(Object point labels)
━━━━━━━━━━━━━━━━━━━━━━━━━━━━━━
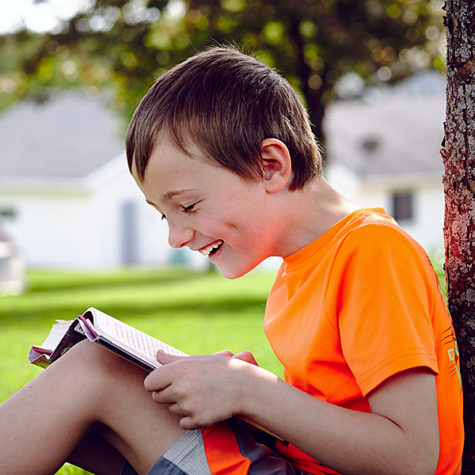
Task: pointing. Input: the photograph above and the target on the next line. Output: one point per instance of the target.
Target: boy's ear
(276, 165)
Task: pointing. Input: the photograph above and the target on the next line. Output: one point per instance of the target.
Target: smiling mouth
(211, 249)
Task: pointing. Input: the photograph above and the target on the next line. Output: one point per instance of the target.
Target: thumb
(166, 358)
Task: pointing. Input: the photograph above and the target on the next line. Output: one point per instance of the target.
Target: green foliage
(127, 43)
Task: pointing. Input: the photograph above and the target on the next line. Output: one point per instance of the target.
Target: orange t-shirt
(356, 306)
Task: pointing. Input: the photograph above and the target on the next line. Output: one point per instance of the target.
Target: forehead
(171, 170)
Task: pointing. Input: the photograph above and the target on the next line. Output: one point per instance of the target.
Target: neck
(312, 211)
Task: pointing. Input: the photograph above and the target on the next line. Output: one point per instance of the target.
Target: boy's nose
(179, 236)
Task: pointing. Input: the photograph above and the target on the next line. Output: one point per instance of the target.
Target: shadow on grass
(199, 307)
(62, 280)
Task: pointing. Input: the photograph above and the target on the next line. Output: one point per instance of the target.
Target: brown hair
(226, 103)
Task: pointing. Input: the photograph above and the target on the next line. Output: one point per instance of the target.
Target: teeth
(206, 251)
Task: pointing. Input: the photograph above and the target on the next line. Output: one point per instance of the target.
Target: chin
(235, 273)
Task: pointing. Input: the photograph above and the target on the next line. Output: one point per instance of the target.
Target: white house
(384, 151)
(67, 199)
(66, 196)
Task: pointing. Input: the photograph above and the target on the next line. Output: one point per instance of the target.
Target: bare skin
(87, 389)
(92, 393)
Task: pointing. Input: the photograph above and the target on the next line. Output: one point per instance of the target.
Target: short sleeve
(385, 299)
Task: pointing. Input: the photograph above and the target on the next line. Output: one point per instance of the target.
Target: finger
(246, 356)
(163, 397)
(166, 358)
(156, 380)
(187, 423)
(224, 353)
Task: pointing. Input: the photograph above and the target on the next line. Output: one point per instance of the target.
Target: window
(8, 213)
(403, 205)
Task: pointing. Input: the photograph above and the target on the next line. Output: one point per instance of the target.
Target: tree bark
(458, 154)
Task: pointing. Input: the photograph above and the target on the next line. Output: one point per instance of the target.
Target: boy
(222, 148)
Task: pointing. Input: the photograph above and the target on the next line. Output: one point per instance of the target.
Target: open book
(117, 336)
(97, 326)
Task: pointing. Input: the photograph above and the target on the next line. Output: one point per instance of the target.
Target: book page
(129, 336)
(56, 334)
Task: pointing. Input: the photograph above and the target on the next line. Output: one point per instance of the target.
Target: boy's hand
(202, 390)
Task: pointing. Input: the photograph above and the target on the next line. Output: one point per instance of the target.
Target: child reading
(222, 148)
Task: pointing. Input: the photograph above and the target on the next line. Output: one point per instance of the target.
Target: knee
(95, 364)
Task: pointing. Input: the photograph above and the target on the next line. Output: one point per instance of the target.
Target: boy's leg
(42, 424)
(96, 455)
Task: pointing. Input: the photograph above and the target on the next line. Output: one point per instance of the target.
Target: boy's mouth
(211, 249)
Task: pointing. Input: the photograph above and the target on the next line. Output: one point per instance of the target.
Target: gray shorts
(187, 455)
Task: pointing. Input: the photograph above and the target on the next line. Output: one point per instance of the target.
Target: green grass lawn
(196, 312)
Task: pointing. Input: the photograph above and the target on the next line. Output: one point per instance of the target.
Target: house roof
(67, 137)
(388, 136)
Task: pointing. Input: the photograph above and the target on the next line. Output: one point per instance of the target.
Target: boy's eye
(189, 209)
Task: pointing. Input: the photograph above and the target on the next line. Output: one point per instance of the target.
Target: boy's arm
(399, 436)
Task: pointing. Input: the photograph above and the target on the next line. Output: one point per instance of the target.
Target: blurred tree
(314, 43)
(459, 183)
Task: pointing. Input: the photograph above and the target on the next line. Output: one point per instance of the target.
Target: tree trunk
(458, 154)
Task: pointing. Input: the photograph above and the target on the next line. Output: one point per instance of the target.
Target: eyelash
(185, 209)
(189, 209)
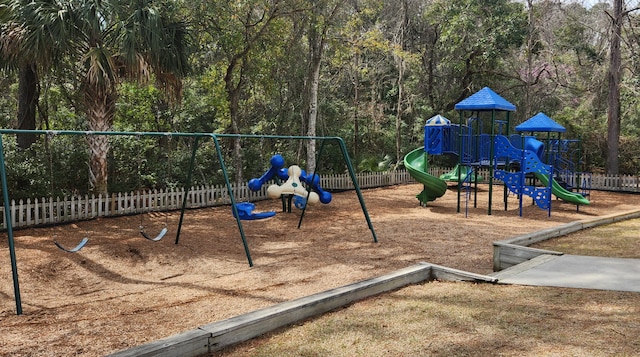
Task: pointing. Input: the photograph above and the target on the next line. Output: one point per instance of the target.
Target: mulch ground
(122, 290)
━━━━━━━━━━━━━━━━━━━━━━━━━━━━━━
◆ **Do this**: Report how many lines of the records above contain the string "tree", counting only matches with the same letter case.

◆ **Completed task**: 3